Instruction 1:
In the S-8 cover page below, what is the full title of the plan?

----- Excerpt to read

S-8


As filed with the Securities and Exchange Commission on November 10, 2015

Registration No. 333-__________

UNITED STATES
SECURITIES AND EXCHANGE COMMISSION
WASHINGTON, D.C. 20549

FORM S-8
REGISTRATION STATEMENT UNDER THE SECURITIES ACT OF 1933

APPLIED INDUSTRIAL TECHNOLOGIES, INC.
(Exact name of Registrant as specified in its charter)
Ohio
(State or other jurisdiction of incorporation or organization)
 
34-0117420
(I.R.S. Employer Identification No.)

One Applied Plaza,
Cleveland, Ohio
(Address of Principal Executive Offices)
 
 
44115
(Zip Code)

Applied Industrial Technologies, Inc.
2015 Long-Term Performance Plan
(Full title of the plan)

Fred D. Bauer
Vice President-General Counsel and Secretary
Applied Industrial Technologies, Inc.
One Applied Plaza, Cleveland, Ohio 44115
(Name and address of agent for service)

(216) 426-4000
(Telephone number, including area code, of agent for service)

----------
----- Entries provided

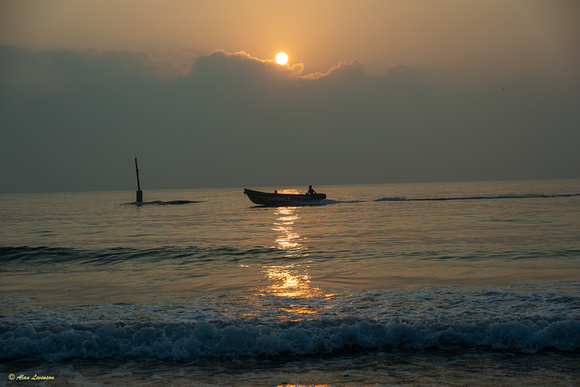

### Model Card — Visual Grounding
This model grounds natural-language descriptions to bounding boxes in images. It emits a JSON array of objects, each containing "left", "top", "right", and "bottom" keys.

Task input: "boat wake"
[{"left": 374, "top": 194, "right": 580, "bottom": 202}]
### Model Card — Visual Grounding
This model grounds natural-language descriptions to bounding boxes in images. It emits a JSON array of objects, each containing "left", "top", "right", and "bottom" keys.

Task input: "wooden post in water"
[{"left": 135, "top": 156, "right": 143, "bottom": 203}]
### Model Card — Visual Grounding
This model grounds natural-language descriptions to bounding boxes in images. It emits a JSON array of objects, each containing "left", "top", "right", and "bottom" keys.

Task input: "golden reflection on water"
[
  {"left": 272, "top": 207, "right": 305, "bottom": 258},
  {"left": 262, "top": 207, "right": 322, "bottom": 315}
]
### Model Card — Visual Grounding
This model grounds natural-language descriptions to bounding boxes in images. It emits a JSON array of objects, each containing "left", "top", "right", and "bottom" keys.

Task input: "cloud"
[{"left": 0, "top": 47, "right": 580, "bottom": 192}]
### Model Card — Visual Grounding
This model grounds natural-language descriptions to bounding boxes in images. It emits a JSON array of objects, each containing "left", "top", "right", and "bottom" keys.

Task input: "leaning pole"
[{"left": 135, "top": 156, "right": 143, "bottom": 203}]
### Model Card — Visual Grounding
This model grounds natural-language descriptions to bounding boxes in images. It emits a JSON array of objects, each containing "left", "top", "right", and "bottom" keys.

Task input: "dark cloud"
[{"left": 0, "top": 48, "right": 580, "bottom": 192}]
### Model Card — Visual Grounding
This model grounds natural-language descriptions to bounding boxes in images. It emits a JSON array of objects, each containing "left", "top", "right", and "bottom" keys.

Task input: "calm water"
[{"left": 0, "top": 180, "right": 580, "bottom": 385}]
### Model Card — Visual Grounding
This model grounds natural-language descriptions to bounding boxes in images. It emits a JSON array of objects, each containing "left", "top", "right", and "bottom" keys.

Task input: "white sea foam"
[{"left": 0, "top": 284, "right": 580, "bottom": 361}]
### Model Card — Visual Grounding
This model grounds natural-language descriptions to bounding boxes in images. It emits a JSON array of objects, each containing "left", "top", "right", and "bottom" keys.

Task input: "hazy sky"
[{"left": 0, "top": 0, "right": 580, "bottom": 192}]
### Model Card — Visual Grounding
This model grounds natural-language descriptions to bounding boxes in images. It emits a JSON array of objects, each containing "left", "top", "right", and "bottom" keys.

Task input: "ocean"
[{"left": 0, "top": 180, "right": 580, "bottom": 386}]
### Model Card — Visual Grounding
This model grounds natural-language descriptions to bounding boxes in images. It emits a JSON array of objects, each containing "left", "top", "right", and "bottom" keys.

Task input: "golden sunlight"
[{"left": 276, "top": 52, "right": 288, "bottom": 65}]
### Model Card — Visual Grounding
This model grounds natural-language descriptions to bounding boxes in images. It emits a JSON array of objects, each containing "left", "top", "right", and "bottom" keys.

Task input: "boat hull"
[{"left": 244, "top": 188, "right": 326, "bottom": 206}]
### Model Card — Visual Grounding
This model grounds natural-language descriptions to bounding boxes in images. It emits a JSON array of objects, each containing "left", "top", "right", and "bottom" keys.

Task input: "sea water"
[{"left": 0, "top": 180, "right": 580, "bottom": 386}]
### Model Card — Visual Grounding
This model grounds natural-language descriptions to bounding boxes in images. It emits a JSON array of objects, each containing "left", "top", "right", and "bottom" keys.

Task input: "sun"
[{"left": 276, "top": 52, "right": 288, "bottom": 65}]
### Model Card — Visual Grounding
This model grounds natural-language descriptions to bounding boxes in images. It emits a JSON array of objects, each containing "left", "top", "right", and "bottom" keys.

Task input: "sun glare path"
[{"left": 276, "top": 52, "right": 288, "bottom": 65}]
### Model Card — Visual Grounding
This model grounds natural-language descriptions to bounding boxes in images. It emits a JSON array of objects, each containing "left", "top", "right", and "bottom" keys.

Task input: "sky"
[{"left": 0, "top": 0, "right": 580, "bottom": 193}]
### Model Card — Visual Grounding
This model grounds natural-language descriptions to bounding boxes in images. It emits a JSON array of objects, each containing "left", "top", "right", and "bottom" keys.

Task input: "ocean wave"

----------

Instruction 2:
Show every line of the records above that contains the string "cloud". Case counts.

Response 1:
Applied Industrial Technologies, Inc. 2015 Long-Term Performance Plan

Response 2:
Task input: "cloud"
Task input: "dark cloud"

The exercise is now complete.